ページ抜粋:
イタリアから英国へ|ポルシェ911の歴史における重要モデル、2.5 S/Tの現在【後編】

Photography:Aston Parrott


英国にわたった"0721"の今


その後、S/Tは数人のイタリア人オーナーの手を経てからイギリスに辿り着き、オリジナルの姿を取り戻した。大きく張り出したフェンダーやいかにも競技車らしい佇まいを残すいっぽう、エンジンを始動する瞬間に大量の空気を吸い込むフラット6は、アイドリング時でさえ迫力あるサウンドを響かせる。ロールケージを潜り抜けた私は、タイトなサポートのレカロ製バケットシートに腰を落とし込んだ。



極めて軽量なうえ、レース仕様に仕上げられているので車内は恐ろしく騒々しく、同乗者が何を話したかは想像するしかないが、この点を除けば、S/Tをロードカーとして使うのに何の問題も見当たらない。クラッチは扱い易く、タイプ915の5速ギアボックスも操作は容易。ちなみに、S/Tには1速がドッグレッグだった初期のタイプ901ギアボックスも選択可能だった。もっとも、シフトストロークは大きく、2速に入れるとシフトレバーは右足のヒザあたりにやってくる。乗り心地は硬めだが我慢できないほどではなく、市街地をゆっくり流していてもまったく不満を覚えなかった。

与えられた記録:

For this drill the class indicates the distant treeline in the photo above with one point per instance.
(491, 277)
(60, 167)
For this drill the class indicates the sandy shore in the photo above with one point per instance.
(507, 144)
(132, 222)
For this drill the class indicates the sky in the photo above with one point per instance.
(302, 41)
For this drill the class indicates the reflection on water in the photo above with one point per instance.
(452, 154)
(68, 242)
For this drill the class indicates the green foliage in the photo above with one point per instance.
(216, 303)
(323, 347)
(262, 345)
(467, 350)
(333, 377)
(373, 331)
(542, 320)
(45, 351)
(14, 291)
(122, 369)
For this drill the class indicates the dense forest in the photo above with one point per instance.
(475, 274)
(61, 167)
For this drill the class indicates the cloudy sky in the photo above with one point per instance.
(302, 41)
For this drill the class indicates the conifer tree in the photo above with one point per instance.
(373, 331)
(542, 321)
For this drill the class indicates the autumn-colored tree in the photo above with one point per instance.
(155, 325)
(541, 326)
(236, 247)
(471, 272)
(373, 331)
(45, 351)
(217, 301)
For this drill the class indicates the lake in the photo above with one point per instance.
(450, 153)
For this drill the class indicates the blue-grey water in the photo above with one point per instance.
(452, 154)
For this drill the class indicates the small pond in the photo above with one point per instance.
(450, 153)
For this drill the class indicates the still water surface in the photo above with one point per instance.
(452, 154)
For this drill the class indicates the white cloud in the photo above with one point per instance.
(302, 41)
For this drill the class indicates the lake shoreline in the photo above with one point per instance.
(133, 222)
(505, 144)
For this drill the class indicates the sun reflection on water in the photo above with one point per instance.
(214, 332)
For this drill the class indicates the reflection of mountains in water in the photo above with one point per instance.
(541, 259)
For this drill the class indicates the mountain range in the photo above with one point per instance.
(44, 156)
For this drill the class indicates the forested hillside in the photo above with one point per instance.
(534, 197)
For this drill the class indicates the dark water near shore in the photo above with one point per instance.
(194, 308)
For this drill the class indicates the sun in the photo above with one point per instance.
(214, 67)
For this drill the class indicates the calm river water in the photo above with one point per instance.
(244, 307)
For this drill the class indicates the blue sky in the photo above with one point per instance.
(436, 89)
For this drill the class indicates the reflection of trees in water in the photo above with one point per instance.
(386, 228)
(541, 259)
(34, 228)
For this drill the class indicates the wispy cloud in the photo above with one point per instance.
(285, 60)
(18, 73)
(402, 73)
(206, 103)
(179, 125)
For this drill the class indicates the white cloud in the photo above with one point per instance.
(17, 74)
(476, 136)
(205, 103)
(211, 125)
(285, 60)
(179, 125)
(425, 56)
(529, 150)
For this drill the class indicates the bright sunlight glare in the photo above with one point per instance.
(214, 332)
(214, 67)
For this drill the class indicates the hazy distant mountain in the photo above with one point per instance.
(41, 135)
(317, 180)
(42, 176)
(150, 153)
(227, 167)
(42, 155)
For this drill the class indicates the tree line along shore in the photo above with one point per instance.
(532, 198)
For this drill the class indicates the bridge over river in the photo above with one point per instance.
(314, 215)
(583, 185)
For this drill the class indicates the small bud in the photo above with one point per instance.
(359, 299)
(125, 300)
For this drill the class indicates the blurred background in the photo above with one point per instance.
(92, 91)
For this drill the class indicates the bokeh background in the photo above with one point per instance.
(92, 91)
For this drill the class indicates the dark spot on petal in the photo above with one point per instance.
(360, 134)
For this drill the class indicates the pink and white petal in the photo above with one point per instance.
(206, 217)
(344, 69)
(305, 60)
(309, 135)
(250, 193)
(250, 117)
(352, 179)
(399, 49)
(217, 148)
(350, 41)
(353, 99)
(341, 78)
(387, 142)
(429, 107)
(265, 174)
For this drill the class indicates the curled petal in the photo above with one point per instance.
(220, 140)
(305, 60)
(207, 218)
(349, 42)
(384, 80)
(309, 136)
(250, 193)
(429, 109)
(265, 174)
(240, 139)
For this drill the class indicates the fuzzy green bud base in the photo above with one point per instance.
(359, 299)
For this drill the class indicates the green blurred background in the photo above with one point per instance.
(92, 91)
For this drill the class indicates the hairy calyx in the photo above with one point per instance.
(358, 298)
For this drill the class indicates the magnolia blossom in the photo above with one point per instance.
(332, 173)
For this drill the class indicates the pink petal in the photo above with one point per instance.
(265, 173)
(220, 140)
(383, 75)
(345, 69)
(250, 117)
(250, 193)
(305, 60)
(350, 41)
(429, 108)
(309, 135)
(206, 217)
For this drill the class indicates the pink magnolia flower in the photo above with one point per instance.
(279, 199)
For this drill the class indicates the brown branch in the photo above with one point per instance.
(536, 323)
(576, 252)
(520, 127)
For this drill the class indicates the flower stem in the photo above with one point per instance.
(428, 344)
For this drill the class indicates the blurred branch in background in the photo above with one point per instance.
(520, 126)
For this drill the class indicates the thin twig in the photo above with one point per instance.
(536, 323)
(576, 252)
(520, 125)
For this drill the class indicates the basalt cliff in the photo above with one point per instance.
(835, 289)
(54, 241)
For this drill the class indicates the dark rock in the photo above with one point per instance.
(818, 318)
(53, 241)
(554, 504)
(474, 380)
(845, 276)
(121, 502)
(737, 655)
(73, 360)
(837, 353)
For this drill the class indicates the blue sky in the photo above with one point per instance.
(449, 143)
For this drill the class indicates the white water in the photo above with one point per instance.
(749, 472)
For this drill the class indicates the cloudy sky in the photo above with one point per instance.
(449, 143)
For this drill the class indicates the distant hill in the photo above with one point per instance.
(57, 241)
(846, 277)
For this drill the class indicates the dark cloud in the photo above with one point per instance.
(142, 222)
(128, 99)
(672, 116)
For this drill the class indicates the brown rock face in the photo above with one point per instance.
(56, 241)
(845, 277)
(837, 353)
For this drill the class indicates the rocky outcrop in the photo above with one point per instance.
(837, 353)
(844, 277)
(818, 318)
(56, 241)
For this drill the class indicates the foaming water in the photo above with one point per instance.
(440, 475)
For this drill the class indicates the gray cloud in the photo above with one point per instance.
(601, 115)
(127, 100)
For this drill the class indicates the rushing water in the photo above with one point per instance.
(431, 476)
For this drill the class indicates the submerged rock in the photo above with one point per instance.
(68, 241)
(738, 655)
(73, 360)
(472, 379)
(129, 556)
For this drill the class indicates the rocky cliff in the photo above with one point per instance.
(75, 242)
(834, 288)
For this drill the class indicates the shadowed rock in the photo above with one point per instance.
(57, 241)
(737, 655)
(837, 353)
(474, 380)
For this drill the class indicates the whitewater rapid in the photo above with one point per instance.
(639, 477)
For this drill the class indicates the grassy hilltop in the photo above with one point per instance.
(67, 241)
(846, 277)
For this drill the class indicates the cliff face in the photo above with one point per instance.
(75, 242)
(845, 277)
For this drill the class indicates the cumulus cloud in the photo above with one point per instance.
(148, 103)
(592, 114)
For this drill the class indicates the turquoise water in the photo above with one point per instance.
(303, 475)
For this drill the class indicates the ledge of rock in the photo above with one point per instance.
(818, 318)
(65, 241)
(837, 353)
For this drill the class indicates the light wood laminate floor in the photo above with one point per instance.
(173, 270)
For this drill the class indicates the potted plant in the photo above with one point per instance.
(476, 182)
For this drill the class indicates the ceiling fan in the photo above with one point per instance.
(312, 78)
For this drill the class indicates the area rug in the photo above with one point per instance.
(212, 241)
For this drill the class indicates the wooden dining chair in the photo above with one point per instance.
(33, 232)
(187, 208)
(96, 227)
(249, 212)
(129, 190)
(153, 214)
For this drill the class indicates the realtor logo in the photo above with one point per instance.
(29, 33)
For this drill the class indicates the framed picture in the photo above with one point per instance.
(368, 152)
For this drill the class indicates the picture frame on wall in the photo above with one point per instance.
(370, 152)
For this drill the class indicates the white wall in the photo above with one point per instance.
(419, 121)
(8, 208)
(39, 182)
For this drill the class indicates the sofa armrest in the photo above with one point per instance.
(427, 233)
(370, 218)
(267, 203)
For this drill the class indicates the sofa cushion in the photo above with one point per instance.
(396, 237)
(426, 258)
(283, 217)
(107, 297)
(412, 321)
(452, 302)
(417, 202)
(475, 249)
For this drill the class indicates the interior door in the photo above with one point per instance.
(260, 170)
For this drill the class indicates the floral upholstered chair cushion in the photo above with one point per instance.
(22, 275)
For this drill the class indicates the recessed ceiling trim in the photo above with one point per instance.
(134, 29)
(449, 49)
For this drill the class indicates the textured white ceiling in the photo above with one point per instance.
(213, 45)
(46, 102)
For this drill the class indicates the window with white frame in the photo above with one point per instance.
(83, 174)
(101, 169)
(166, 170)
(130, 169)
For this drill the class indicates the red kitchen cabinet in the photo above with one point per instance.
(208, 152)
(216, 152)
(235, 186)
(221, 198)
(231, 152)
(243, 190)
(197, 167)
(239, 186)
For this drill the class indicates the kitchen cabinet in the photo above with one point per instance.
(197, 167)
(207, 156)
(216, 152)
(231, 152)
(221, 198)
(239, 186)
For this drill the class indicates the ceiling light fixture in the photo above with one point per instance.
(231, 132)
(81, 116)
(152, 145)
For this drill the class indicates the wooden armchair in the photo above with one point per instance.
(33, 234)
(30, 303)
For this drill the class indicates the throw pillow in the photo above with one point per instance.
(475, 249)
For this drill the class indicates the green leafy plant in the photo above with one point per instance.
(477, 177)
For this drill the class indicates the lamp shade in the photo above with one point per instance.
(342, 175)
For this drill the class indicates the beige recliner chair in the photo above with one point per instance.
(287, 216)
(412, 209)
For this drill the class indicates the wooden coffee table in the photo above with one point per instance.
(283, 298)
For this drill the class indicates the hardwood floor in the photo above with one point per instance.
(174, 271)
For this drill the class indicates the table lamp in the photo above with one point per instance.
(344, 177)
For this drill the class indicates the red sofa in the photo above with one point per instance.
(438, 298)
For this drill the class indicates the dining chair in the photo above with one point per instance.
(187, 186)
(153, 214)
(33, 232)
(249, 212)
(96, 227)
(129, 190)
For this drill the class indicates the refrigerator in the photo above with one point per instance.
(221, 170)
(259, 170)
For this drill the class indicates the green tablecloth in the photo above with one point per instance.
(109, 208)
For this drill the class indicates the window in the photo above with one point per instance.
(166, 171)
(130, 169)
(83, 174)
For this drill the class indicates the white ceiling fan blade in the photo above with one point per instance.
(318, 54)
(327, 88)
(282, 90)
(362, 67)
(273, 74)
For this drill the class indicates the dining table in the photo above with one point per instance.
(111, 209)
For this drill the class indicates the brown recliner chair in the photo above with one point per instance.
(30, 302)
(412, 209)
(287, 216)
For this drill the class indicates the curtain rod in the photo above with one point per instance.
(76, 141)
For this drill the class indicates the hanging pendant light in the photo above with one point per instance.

短い問題:
ページ抜粋のうち、「イタリアから英国へ|ポルシェ」で始まり「トシートに腰を落とし込んだ。」まで続く部分を、一字も変えずに書き写してください。 記録はページ抜粋とは別個の資料である。

問題の解答:
イタリアから英国へ|ポルシェ911の歴史における重要モデル、2.5 S/Tの現在【後編】

Photography:Aston Parrott


英国にわたった"0721"の今


その後、S/Tは数人のイタリア人オーナーの手を経てからイギリスに辿り着き、オリジナルの姿を取り戻した。大きく張り出したフェンダーやいかにも競技車らしい佇まいを残すいっぽう、エンジンを始動する瞬間に大量の空気を吸い込むフラット6は、アイドリング時でさえ迫力あるサウンドを響かせる。ロールケージを潜り抜けた私は、タイトなサポートのレカロ製バケットシートに腰を落とし込んだ。